EXERCISE BRIEF:
Gather each line of the entries below that includes "blonde".

** Opening SUPPLIED ENTRIES block **

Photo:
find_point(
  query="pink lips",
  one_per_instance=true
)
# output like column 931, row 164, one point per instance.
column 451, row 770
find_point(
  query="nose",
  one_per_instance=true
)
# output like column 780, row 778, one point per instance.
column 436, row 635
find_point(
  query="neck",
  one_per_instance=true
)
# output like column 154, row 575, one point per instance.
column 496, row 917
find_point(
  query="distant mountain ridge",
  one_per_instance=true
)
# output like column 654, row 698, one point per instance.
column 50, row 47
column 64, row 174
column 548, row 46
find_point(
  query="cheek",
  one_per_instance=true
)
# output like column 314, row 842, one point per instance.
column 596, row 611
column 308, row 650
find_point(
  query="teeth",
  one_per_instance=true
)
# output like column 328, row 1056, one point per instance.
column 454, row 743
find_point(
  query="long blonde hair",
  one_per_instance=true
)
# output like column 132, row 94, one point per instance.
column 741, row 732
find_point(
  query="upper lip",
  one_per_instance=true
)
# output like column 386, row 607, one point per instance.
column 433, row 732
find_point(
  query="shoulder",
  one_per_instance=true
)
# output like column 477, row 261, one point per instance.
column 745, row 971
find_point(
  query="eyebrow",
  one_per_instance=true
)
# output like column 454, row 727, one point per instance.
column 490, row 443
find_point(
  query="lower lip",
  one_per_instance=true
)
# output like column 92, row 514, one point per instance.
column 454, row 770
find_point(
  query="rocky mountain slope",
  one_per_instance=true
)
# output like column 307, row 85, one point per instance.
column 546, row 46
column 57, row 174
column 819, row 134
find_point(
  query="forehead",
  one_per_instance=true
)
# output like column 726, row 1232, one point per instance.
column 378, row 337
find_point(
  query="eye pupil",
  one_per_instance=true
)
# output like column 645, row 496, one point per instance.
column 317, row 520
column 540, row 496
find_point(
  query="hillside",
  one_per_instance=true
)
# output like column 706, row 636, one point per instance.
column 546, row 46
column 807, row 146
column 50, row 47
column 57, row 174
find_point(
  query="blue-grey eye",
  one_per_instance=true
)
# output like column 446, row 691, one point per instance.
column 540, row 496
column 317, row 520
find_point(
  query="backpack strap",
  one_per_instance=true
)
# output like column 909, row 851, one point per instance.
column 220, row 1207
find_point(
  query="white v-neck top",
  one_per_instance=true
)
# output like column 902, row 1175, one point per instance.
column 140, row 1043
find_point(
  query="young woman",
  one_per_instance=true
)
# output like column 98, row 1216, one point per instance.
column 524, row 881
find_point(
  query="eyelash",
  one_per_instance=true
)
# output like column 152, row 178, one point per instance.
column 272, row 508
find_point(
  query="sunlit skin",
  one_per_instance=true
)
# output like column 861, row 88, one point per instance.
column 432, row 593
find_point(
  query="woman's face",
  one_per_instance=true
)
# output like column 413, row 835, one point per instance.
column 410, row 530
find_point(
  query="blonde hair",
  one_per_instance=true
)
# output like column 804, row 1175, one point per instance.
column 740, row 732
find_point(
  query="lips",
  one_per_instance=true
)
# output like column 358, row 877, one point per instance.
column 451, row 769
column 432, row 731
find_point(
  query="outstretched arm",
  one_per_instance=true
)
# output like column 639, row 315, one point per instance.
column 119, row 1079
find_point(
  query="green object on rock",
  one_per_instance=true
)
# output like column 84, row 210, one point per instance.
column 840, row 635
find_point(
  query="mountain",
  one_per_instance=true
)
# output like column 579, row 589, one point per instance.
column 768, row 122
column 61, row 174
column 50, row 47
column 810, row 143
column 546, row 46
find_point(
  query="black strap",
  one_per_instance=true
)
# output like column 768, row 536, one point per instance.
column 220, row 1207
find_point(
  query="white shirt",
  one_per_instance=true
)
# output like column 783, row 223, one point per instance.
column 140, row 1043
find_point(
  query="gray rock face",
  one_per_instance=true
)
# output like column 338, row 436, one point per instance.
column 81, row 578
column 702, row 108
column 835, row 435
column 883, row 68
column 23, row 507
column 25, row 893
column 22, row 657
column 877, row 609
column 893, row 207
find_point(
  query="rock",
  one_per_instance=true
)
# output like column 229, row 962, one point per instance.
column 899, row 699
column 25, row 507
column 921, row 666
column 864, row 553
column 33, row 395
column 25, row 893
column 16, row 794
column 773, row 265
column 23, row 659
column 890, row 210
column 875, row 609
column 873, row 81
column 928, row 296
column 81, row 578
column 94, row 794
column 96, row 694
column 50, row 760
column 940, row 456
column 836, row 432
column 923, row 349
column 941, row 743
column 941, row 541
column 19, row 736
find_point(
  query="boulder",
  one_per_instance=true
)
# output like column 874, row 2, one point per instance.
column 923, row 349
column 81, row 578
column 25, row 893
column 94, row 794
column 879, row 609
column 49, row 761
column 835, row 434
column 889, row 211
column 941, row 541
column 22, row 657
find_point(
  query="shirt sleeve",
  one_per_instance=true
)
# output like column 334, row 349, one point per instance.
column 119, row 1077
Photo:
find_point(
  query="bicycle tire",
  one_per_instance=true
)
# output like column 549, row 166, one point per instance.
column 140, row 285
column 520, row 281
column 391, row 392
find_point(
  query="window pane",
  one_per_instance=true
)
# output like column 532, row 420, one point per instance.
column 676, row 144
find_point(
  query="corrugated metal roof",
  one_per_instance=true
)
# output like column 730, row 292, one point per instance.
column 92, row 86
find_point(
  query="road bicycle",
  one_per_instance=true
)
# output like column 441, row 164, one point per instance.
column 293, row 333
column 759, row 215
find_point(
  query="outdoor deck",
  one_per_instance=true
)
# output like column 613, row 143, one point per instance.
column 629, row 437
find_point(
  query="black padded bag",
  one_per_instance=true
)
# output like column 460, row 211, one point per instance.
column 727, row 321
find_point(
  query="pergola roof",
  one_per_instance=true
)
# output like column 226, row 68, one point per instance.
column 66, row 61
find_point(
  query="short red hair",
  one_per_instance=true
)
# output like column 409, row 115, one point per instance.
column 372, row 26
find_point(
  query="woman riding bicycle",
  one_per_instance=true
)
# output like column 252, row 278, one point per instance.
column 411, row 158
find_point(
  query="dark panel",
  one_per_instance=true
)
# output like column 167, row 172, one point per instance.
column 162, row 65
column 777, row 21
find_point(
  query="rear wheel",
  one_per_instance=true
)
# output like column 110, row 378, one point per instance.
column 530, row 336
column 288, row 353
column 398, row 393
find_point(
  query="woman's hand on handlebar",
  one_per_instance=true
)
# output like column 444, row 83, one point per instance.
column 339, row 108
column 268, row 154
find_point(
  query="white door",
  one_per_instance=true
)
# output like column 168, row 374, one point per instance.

** Closing SUPPLIED ENTRIES block **

SOLUTION TO THIS PROBLEM:
  query="long blonde hair",
  query="blonde hair",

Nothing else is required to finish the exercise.